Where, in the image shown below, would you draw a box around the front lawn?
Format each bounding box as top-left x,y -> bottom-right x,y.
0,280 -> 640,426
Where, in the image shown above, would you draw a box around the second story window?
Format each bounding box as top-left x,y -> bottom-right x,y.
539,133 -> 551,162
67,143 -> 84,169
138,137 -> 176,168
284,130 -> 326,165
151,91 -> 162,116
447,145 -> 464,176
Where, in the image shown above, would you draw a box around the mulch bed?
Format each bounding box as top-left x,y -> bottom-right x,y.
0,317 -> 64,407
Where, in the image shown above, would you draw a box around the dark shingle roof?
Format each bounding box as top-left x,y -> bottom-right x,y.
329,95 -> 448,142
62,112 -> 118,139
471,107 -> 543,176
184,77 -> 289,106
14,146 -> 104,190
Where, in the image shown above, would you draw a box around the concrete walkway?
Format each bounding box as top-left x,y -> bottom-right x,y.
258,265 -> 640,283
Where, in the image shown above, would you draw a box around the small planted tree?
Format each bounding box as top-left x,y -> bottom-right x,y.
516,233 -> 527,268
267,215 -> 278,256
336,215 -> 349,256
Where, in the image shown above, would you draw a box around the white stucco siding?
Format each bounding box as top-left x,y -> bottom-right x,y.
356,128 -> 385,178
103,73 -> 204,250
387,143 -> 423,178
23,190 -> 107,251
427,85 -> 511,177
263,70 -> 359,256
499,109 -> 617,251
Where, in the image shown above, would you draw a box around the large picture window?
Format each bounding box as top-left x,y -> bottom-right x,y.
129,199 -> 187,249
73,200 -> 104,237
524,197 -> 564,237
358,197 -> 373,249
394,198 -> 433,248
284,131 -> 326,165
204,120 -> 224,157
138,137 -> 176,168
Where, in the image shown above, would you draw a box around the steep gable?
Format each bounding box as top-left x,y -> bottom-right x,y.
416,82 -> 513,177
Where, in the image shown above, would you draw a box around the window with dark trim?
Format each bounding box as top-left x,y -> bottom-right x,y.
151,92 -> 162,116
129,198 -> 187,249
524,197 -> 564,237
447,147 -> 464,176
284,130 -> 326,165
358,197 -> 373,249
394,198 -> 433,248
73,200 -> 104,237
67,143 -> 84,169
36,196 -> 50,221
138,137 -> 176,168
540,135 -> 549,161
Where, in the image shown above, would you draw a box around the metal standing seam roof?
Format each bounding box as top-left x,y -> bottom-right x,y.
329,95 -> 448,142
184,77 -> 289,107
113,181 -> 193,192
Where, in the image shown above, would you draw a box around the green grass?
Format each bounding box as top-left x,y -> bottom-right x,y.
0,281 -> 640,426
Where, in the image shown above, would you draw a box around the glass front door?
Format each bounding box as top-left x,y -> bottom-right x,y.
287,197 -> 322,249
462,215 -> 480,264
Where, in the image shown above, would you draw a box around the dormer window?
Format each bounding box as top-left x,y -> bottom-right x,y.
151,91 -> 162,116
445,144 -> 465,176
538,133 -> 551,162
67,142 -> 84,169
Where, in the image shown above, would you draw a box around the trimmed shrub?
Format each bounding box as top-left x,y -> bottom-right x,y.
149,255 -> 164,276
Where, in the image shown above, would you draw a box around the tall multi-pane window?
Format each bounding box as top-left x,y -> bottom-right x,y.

▶ **DIRECTIONS FOR THIS TASK**: Please retype everything from the line containing "the dormer window?" down to the line containing "149,255 -> 164,276", both included, without changing a character.

▶ **ANSWER TO THIS TASK**:
Where, in the image shown above, would you draw a box around the dormer window?
Format each bounding box as top-left x,y -> bottom-right x,y.
151,91 -> 162,116
445,144 -> 465,176
538,133 -> 551,162
67,142 -> 84,169
Where, in the image shown above, would you draw a box around the trimmed shrub?
Format each bounding box as top-left x,y -> bottom-right x,y.
149,255 -> 164,276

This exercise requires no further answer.